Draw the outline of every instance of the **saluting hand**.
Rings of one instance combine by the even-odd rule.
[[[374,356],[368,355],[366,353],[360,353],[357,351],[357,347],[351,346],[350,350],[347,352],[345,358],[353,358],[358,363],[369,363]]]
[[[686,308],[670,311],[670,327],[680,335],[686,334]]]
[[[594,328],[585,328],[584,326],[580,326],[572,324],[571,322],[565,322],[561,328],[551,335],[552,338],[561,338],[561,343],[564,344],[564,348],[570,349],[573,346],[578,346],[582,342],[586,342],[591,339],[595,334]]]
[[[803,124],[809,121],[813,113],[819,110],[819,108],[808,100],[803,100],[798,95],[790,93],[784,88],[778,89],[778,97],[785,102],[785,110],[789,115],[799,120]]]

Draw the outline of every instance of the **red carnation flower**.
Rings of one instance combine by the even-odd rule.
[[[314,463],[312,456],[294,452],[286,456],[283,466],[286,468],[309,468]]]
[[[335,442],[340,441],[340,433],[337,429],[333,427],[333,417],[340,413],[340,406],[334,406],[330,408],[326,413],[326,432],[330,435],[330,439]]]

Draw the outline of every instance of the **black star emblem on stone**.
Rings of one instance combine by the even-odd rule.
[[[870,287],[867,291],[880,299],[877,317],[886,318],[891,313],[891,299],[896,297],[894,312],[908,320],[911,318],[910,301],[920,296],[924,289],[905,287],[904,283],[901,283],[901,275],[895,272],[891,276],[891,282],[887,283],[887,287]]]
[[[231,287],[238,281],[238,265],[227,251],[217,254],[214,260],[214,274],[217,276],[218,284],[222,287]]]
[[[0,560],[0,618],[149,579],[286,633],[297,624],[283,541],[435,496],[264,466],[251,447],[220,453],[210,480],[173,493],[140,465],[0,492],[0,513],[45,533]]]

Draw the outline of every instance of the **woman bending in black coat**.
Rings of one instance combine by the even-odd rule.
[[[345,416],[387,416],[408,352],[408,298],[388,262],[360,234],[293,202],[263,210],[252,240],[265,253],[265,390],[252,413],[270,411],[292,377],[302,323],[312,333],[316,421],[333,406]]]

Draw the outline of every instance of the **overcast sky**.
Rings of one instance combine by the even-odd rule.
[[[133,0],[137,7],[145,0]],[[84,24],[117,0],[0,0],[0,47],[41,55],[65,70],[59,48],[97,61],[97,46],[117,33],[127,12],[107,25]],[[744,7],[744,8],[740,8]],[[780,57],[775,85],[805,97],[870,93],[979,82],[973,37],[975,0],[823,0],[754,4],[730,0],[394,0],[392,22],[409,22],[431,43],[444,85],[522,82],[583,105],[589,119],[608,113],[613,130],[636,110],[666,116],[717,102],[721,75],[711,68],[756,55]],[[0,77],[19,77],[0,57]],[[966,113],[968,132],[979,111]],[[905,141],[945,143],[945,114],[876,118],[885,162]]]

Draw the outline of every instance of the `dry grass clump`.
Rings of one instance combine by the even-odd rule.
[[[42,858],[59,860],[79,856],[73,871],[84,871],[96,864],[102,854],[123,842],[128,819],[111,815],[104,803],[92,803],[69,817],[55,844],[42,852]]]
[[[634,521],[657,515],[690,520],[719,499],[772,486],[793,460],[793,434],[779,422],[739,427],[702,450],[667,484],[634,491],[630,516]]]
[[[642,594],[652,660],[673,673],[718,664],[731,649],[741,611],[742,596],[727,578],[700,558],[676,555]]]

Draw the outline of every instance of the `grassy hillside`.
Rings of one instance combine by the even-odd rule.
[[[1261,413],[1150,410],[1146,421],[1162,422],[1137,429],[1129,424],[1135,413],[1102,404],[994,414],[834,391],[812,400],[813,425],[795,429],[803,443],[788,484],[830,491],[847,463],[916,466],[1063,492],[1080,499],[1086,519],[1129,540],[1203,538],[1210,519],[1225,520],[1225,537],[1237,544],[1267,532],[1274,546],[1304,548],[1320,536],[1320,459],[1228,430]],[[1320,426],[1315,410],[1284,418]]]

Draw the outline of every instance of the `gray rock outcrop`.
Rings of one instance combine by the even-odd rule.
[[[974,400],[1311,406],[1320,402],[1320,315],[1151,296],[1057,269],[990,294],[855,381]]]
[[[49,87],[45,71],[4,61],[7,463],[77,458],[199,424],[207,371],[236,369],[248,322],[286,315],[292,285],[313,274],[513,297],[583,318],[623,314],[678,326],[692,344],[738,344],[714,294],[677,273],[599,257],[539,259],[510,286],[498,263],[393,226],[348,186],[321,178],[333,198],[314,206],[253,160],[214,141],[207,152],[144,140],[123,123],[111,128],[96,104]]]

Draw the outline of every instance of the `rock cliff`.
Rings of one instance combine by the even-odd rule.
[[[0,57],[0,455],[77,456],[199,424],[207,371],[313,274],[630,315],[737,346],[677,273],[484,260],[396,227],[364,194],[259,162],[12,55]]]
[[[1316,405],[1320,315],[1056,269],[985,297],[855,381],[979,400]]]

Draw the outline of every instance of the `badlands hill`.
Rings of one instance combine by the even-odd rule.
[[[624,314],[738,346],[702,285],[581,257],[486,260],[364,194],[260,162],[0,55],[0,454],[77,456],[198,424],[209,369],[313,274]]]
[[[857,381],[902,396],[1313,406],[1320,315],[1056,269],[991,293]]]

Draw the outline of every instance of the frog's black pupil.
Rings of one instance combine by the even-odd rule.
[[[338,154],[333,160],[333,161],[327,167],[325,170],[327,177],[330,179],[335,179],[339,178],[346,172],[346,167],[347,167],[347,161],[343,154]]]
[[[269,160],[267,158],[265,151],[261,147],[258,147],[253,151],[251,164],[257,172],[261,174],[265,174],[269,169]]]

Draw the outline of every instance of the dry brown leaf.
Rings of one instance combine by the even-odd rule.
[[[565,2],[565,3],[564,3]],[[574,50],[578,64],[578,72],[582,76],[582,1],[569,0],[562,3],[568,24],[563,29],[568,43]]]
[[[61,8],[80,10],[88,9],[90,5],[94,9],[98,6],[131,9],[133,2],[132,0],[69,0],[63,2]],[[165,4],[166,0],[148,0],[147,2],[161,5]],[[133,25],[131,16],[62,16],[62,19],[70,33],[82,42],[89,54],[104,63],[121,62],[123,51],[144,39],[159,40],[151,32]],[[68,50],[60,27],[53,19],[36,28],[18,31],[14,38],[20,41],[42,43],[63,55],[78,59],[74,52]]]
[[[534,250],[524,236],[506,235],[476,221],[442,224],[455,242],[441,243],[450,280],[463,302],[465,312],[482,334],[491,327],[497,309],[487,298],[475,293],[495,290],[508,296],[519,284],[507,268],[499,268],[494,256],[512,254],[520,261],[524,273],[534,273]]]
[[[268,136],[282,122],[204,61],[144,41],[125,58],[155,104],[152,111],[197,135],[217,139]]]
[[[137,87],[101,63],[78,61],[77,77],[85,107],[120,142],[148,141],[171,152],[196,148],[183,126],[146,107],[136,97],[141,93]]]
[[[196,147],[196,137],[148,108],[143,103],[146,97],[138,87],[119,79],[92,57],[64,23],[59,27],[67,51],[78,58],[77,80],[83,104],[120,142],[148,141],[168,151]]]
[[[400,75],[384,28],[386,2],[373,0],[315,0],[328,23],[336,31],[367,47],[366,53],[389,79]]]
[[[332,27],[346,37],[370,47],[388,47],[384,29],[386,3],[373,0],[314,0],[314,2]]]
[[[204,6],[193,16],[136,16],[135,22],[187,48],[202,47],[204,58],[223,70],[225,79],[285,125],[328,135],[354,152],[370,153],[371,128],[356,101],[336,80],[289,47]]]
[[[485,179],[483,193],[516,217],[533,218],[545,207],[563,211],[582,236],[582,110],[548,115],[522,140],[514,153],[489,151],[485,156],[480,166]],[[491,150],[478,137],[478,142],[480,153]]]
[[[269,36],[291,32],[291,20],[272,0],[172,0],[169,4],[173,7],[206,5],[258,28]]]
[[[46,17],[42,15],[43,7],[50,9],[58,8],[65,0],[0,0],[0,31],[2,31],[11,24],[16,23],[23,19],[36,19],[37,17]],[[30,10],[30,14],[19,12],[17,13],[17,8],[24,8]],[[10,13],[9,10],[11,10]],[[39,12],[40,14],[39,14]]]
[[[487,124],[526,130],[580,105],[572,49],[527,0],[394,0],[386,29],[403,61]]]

### WHAT YOU HAVE TO DO
Please copy out the lines above without any change, starting with the very first line and stopping after the line that contains "[[[686,308],[670,311],[670,327],[680,335],[686,334]]]", with that line included.

### SOLUTION TO THE EXERCISE
Draw the outline of every instance of the **saluting hand**.
Rings of one instance combine by the even-odd rule.
[[[374,356],[368,355],[366,353],[360,353],[357,351],[357,347],[351,346],[350,350],[347,352],[345,358],[353,358],[358,363],[369,363]]]
[[[686,308],[670,311],[670,327],[680,335],[686,334]]]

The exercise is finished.